Please pull out each line of the records below that contains the word "with".

>> START Source material

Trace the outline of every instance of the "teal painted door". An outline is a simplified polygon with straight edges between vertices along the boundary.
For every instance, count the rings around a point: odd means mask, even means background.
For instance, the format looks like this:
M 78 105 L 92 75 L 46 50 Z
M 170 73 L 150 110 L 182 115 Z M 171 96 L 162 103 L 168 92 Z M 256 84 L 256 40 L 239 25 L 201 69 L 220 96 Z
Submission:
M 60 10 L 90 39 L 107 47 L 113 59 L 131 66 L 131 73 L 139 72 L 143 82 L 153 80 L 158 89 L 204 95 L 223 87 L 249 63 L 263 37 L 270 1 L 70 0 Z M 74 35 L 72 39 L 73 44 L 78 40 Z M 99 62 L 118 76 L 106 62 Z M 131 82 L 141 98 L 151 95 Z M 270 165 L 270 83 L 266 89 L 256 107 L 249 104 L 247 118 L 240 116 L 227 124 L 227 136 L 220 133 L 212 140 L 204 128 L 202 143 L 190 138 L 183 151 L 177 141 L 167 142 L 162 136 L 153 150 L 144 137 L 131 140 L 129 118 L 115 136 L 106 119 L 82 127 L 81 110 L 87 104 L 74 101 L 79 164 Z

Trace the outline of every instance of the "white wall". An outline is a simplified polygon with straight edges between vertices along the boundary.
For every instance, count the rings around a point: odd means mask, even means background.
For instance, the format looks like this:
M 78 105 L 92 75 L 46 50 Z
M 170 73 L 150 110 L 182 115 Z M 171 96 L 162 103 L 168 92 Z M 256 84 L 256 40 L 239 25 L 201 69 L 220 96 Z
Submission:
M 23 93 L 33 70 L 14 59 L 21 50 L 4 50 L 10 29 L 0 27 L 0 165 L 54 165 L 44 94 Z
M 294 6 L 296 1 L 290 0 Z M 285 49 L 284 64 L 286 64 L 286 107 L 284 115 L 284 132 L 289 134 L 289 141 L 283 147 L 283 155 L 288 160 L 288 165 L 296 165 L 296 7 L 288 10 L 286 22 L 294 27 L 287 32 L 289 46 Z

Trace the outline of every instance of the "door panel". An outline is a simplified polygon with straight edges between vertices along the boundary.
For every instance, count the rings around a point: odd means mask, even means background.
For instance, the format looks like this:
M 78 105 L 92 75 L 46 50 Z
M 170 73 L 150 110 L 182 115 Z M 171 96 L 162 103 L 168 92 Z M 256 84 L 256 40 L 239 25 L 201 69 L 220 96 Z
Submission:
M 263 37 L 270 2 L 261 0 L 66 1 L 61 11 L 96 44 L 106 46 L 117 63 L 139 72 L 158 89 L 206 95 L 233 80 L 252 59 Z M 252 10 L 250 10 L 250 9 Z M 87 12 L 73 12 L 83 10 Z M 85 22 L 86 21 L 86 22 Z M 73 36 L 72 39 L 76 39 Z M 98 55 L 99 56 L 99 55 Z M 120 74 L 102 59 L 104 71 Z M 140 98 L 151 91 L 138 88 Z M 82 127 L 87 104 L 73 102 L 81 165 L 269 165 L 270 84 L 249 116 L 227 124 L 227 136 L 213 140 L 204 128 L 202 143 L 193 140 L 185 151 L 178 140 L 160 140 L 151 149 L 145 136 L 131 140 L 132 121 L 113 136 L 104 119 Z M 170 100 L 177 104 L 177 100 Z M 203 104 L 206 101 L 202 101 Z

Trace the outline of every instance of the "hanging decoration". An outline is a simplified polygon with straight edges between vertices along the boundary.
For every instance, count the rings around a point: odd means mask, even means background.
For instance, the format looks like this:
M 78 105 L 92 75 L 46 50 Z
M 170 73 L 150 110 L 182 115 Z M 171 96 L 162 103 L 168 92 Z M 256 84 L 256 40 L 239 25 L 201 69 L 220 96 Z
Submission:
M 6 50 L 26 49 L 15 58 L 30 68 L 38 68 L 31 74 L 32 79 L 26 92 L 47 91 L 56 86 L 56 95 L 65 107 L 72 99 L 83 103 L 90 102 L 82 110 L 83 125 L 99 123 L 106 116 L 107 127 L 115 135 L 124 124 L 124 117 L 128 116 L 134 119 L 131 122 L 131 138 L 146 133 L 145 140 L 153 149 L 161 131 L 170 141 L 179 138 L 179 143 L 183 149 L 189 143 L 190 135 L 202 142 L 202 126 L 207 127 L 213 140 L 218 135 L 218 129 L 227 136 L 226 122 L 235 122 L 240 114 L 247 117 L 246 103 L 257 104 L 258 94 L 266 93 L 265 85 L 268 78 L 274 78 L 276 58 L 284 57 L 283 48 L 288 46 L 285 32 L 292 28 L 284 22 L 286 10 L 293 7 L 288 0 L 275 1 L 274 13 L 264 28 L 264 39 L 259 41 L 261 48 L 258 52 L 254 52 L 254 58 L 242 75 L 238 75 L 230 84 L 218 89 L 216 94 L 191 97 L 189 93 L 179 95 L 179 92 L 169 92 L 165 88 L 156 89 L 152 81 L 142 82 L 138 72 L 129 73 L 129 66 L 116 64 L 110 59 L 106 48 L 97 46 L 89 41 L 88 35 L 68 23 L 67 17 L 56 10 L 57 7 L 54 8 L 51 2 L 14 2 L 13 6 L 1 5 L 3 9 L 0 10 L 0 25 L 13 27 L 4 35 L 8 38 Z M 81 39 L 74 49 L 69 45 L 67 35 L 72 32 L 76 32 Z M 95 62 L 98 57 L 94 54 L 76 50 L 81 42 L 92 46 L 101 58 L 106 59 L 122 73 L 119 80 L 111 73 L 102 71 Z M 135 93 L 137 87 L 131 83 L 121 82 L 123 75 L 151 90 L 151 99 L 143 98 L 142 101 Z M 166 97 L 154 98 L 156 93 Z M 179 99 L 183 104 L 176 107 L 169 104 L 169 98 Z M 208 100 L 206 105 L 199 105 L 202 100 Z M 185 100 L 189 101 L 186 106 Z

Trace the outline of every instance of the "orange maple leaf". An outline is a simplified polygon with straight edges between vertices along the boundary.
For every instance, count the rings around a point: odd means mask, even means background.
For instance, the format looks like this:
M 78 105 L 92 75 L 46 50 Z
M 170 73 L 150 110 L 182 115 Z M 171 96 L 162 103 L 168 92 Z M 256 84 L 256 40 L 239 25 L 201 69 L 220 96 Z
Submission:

>> END Source material

Solution for this problem
Trace the outline of every instance of the "teal painted door". An outline is a simplified polygon with straight edges between vertices along the boundary.
Trace the outline of every instance of the "white wall". An outline is a simplified polygon with straight edges between vertices along the boundary.
Trace the outline of every instance of the "door panel". An outline is a simplified polygon with straight edges between vertices along the boundary.
Trace the outline of every instance of the "hanging decoration". An outline is a simplified polygon with straight edges between vertices along the boundary.
Trace the outline of every instance of the "orange maple leaf". An outline is a simplified polygon with straight edges between vertices along the boundary.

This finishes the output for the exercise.